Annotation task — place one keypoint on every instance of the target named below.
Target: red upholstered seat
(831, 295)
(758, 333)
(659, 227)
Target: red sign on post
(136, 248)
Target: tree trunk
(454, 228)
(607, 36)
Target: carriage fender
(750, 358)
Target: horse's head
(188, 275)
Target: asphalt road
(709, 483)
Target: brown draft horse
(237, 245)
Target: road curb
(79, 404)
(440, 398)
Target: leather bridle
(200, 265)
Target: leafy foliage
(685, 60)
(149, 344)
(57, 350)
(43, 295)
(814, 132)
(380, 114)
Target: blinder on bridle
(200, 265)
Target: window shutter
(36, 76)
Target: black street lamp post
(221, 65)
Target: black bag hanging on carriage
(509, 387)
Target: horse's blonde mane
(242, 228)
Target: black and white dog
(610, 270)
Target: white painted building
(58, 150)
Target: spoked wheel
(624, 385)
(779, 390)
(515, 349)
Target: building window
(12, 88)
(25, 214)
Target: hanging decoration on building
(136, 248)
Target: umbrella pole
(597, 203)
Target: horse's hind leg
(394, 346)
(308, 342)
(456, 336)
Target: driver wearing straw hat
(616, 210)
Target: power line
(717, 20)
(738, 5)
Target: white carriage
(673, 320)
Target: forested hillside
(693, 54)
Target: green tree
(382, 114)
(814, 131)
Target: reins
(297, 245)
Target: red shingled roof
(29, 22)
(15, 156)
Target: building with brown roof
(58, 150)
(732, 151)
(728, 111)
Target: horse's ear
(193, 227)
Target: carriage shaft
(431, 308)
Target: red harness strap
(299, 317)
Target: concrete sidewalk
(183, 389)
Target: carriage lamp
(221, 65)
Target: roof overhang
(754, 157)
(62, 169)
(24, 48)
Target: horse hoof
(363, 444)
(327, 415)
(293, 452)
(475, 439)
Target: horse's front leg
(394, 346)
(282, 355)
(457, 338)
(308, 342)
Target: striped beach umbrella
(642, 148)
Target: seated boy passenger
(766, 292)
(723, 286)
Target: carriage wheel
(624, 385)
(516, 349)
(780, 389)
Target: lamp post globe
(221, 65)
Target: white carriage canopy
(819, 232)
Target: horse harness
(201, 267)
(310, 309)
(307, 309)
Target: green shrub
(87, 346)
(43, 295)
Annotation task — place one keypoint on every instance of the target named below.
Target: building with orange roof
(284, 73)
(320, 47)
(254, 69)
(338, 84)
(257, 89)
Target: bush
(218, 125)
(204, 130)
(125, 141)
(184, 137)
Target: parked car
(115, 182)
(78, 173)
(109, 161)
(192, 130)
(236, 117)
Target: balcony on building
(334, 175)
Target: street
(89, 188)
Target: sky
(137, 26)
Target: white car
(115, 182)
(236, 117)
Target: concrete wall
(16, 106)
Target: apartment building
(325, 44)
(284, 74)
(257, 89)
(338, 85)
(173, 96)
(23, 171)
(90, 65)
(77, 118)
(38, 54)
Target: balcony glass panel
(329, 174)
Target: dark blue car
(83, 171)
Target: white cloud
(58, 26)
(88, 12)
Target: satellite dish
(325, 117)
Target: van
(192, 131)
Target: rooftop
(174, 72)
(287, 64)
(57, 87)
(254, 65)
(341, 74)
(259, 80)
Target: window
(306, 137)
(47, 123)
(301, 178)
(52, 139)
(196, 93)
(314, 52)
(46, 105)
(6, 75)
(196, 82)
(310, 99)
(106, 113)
========================
SET PROBLEM: Format every line of the entries above as a Markdown table with the columns "No." and "Line", numbering the rows consecutively and omitting blank lines.

FINISHED ANSWER:
| No. | Line |
|---|---|
| 1 | Annotation task — place one keypoint on every instance of the target named below. |
| 2 | Target: red upholstered seat |
| 3 | (831, 295) |
| 4 | (758, 333) |
| 5 | (659, 227) |
| 6 | Target: red sign on post |
| 7 | (136, 248) |
| 8 | Target: tree trunk |
| 9 | (454, 228) |
| 10 | (607, 36) |
| 11 | Target: carriage fender |
| 12 | (750, 358) |
| 13 | Target: horse's head |
| 14 | (188, 275) |
| 15 | Target: asphalt road |
| 16 | (709, 483) |
| 17 | Target: brown draft horse |
| 18 | (237, 245) |
| 19 | Target: road curb |
| 20 | (79, 404) |
| 21 | (440, 398) |
| 22 | Target: leather bridle |
| 23 | (200, 265) |
| 24 | Target: leafy foliage |
| 25 | (685, 60) |
| 26 | (149, 344) |
| 27 | (57, 350) |
| 28 | (43, 295) |
| 29 | (814, 132) |
| 30 | (380, 114) |
| 31 | Target: blinder on bridle |
| 32 | (200, 265) |
| 33 | Target: window shutter |
| 34 | (36, 76) |
| 35 | Target: black street lamp post |
| 36 | (221, 65) |
| 37 | Target: black bag hanging on carriage |
| 38 | (509, 387) |
| 39 | Target: horse's blonde mane |
| 40 | (242, 228) |
| 41 | Target: black and white dog |
| 42 | (610, 270) |
| 43 | Target: white painted building |
| 44 | (58, 150) |
| 45 | Target: spoked wheel |
| 46 | (624, 385) |
| 47 | (779, 390) |
| 48 | (515, 349) |
| 49 | Target: building window |
| 50 | (12, 88) |
| 51 | (25, 214) |
| 52 | Target: hanging decoration on building |
| 53 | (136, 248) |
| 54 | Target: umbrella pole |
| 55 | (597, 203) |
| 56 | Target: horse's hind leg |
| 57 | (394, 346) |
| 58 | (308, 342) |
| 59 | (456, 336) |
| 60 | Target: driver wearing straw hat |
| 61 | (616, 210) |
| 62 | Target: power line |
| 63 | (717, 20) |
| 64 | (738, 5) |
| 65 | Target: white carriage |
| 66 | (673, 320) |
| 67 | Target: forested hillside |
| 68 | (693, 54) |
| 69 | Target: green tree |
| 70 | (382, 114) |
| 71 | (814, 131) |
| 72 | Target: reins |
| 73 | (297, 245) |
| 74 | Target: red shingled roof |
| 75 | (29, 22) |
| 76 | (15, 156) |
| 77 | Target: building with brown roof |
| 78 | (58, 150) |
| 79 | (732, 151) |
| 80 | (728, 111) |
| 81 | Target: horse's ear |
| 82 | (193, 227) |
| 83 | Target: carriage shaft |
| 84 | (431, 308) |
| 85 | Target: red harness strap |
| 86 | (299, 317) |
| 87 | Target: concrete sidewalk |
| 88 | (183, 389) |
| 89 | Target: carriage lamp |
| 90 | (221, 65) |
| 91 | Target: roof overhang |
| 92 | (754, 157) |
| 93 | (62, 169) |
| 94 | (24, 48) |
| 95 | Target: horse hoof |
| 96 | (363, 444) |
| 97 | (327, 415) |
| 98 | (293, 452) |
| 99 | (475, 439) |
| 100 | Target: horse's front leg |
| 101 | (394, 346) |
| 102 | (282, 355) |
| 103 | (457, 338) |
| 104 | (308, 342) |
| 105 | Target: striped beach umbrella |
| 106 | (642, 148) |
| 107 | Target: seated boy passenger |
| 108 | (766, 292) |
| 109 | (723, 286) |
| 110 | Target: carriage wheel |
| 111 | (624, 385) |
| 112 | (516, 349) |
| 113 | (780, 389) |
| 114 | Target: lamp post globe |
| 115 | (221, 65) |
| 116 | Target: white carriage canopy |
| 117 | (819, 232) |
| 118 | Target: horse harness |
| 119 | (201, 267) |
| 120 | (310, 309) |
| 121 | (307, 309) |
| 122 | Target: green shrub |
| 123 | (87, 346) |
| 124 | (43, 295) |
| 125 | Annotation task — place one keypoint on every instance of the target named below. |
| 126 | Target: building with orange roof |
| 127 | (284, 73) |
| 128 | (320, 47) |
| 129 | (254, 69) |
| 130 | (338, 84) |
| 131 | (257, 89) |
| 132 | Target: bush |
| 133 | (218, 125) |
| 134 | (204, 130) |
| 135 | (125, 141) |
| 136 | (184, 137) |
| 137 | Target: parked car |
| 138 | (115, 182) |
| 139 | (78, 173) |
| 140 | (109, 161) |
| 141 | (192, 130) |
| 142 | (236, 117) |
| 143 | Target: balcony on building |
| 144 | (334, 175) |
| 145 | Target: street |
| 146 | (89, 188) |
| 147 | Target: sky |
| 148 | (137, 26) |
| 149 | Target: white car |
| 150 | (115, 182) |
| 151 | (236, 117) |
| 152 | Target: concrete wall |
| 153 | (16, 106) |
| 154 | Target: apartment building |
| 155 | (325, 44) |
| 156 | (284, 74) |
| 157 | (257, 89) |
| 158 | (338, 85) |
| 159 | (173, 96) |
| 160 | (23, 171) |
| 161 | (90, 65) |
| 162 | (77, 118) |
| 163 | (38, 54) |
| 164 | Target: balcony glass panel |
| 165 | (329, 174) |
| 166 | Target: dark blue car |
| 167 | (83, 171) |
| 168 | Target: white cloud |
| 169 | (58, 26) |
| 170 | (88, 12) |
| 171 | Target: satellite dish |
| 172 | (325, 117) |
| 173 | Target: van |
| 174 | (192, 131) |
| 175 | Target: rooftop |
| 176 | (174, 72) |
| 177 | (287, 64) |
| 178 | (57, 87) |
| 179 | (254, 65) |
| 180 | (341, 74) |
| 181 | (259, 80) |
| 182 | Target: window |
| 183 | (306, 137) |
| 184 | (47, 123) |
| 185 | (301, 178) |
| 186 | (52, 139) |
| 187 | (196, 93) |
| 188 | (314, 52) |
| 189 | (46, 105) |
| 190 | (6, 75) |
| 191 | (196, 82) |
| 192 | (310, 99) |
| 193 | (106, 113) |